-- Start DATA FOR THIS TASK --

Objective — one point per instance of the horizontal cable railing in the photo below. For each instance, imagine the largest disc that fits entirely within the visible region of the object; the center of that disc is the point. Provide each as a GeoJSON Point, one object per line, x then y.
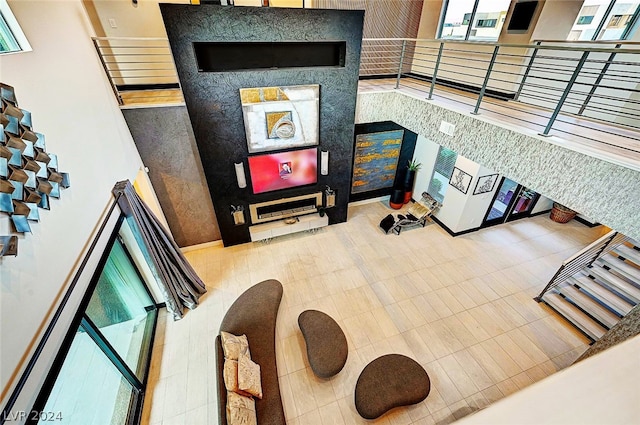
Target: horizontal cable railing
{"type": "Point", "coordinates": [137, 63]}
{"type": "Point", "coordinates": [586, 89]}
{"type": "Point", "coordinates": [555, 84]}
{"type": "Point", "coordinates": [584, 258]}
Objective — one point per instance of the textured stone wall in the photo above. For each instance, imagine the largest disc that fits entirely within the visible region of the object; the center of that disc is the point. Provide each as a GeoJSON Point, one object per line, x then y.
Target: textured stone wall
{"type": "Point", "coordinates": [213, 99]}
{"type": "Point", "coordinates": [605, 192]}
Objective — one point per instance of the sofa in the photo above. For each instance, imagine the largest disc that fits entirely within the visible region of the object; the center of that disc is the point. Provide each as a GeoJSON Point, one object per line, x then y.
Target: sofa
{"type": "Point", "coordinates": [254, 314]}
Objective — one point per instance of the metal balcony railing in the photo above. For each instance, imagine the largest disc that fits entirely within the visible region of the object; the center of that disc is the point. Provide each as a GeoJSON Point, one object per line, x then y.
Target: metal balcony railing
{"type": "Point", "coordinates": [585, 89]}
{"type": "Point", "coordinates": [136, 64]}
{"type": "Point", "coordinates": [596, 81]}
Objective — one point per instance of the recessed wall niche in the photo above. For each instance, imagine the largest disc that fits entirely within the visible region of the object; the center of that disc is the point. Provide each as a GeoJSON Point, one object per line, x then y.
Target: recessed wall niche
{"type": "Point", "coordinates": [29, 175]}
{"type": "Point", "coordinates": [215, 108]}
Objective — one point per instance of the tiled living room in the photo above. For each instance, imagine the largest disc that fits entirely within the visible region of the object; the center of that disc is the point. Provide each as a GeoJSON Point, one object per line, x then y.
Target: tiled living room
{"type": "Point", "coordinates": [462, 307]}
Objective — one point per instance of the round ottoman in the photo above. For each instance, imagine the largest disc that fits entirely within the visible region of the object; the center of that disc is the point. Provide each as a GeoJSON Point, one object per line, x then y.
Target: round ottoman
{"type": "Point", "coordinates": [390, 381]}
{"type": "Point", "coordinates": [326, 344]}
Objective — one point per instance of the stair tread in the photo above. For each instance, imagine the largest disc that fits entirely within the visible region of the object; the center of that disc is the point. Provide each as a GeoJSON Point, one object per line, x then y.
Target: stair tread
{"type": "Point", "coordinates": [619, 265]}
{"type": "Point", "coordinates": [595, 289]}
{"type": "Point", "coordinates": [588, 304]}
{"type": "Point", "coordinates": [622, 285]}
{"type": "Point", "coordinates": [574, 315]}
{"type": "Point", "coordinates": [628, 253]}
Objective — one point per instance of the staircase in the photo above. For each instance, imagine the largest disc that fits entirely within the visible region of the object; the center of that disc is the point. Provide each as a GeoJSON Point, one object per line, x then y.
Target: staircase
{"type": "Point", "coordinates": [602, 290]}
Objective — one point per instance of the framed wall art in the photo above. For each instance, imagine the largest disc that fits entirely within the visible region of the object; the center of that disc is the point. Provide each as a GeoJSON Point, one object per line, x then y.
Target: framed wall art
{"type": "Point", "coordinates": [460, 180]}
{"type": "Point", "coordinates": [485, 184]}
{"type": "Point", "coordinates": [278, 118]}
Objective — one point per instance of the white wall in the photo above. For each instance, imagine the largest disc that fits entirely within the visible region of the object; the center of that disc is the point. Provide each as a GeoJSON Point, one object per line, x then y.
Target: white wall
{"type": "Point", "coordinates": [602, 389]}
{"type": "Point", "coordinates": [63, 85]}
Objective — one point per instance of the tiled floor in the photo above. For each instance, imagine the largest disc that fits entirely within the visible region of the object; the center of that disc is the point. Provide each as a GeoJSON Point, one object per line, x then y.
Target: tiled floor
{"type": "Point", "coordinates": [462, 307]}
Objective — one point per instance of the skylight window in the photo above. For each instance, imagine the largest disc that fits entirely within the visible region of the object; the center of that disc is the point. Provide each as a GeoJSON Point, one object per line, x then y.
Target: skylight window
{"type": "Point", "coordinates": [12, 39]}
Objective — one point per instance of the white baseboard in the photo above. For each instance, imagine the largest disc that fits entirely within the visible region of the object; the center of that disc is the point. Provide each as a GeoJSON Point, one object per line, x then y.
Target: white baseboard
{"type": "Point", "coordinates": [201, 246]}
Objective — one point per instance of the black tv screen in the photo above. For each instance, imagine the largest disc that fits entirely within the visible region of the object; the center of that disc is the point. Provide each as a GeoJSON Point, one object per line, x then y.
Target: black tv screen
{"type": "Point", "coordinates": [522, 15]}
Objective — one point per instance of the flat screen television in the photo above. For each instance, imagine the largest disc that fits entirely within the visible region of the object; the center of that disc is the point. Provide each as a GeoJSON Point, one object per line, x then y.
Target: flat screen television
{"type": "Point", "coordinates": [283, 170]}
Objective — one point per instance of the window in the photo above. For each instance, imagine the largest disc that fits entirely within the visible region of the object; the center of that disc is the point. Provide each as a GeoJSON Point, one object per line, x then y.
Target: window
{"type": "Point", "coordinates": [618, 20]}
{"type": "Point", "coordinates": [584, 20]}
{"type": "Point", "coordinates": [12, 38]}
{"type": "Point", "coordinates": [442, 173]}
{"type": "Point", "coordinates": [605, 20]}
{"type": "Point", "coordinates": [99, 377]}
{"type": "Point", "coordinates": [473, 19]}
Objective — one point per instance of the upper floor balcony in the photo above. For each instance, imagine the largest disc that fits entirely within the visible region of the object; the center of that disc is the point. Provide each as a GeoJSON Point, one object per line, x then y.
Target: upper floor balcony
{"type": "Point", "coordinates": [584, 96]}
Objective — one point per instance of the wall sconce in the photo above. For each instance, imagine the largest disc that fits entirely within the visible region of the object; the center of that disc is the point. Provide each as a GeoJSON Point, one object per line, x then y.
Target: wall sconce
{"type": "Point", "coordinates": [238, 214]}
{"type": "Point", "coordinates": [324, 163]}
{"type": "Point", "coordinates": [330, 197]}
{"type": "Point", "coordinates": [240, 176]}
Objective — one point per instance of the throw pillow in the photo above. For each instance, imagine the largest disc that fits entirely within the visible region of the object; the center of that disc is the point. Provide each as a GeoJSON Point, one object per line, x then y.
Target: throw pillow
{"type": "Point", "coordinates": [241, 410]}
{"type": "Point", "coordinates": [230, 376]}
{"type": "Point", "coordinates": [249, 376]}
{"type": "Point", "coordinates": [233, 345]}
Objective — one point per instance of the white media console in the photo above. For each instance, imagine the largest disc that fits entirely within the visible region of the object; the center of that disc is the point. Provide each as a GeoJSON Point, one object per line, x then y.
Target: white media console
{"type": "Point", "coordinates": [285, 216]}
{"type": "Point", "coordinates": [272, 229]}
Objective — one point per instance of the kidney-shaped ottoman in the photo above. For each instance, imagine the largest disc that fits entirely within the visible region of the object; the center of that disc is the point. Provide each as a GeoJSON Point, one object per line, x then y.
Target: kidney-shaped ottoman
{"type": "Point", "coordinates": [390, 381]}
{"type": "Point", "coordinates": [327, 348]}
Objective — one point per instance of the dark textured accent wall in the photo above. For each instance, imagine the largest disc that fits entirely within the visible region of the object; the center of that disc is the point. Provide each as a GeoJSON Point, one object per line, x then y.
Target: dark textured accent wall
{"type": "Point", "coordinates": [166, 144]}
{"type": "Point", "coordinates": [213, 99]}
{"type": "Point", "coordinates": [406, 154]}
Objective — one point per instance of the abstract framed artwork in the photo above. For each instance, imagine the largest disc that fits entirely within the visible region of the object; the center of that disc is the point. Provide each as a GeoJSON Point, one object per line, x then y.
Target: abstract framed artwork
{"type": "Point", "coordinates": [460, 180]}
{"type": "Point", "coordinates": [278, 118]}
{"type": "Point", "coordinates": [485, 184]}
{"type": "Point", "coordinates": [376, 160]}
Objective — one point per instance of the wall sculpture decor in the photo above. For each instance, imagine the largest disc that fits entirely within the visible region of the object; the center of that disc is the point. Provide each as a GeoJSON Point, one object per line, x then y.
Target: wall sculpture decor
{"type": "Point", "coordinates": [29, 175]}
{"type": "Point", "coordinates": [460, 180]}
{"type": "Point", "coordinates": [375, 160]}
{"type": "Point", "coordinates": [485, 184]}
{"type": "Point", "coordinates": [280, 117]}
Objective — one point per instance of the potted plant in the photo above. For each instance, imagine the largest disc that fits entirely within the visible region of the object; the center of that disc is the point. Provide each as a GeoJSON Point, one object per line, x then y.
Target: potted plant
{"type": "Point", "coordinates": [409, 178]}
{"type": "Point", "coordinates": [561, 214]}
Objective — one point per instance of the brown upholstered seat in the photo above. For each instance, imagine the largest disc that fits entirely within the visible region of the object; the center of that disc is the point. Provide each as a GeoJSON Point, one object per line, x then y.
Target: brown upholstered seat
{"type": "Point", "coordinates": [327, 348]}
{"type": "Point", "coordinates": [254, 314]}
{"type": "Point", "coordinates": [390, 381]}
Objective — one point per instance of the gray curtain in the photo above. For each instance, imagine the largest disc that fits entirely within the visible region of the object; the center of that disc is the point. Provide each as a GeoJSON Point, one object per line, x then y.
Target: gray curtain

-- End DATA FOR THIS TASK --

JOB. Transcribe exactly the line containing "Objective — one point per instance of the brown" and all remaining lines of the material, ending with the last one.

EXERCISE OUTPUT.
Objective — one point per instance of the brown upholstered seat in the photo above. For each instance, imagine the largest disc that fits entirely within the visible region of the object; the center of that disc is the point. Provide each as a GeoJSON Point, one object per line, x then y.
Target: brown upholstered seat
{"type": "Point", "coordinates": [327, 348]}
{"type": "Point", "coordinates": [254, 314]}
{"type": "Point", "coordinates": [390, 381]}
Objective — one point per instance of the gray curtain in the photo above. For each instance, imagine the largest disc that fits entirely within the visible region of the object; the center of that disc is the point. Provide each as a GeoJSON Point, one object per line, x then y.
Target: gray curtain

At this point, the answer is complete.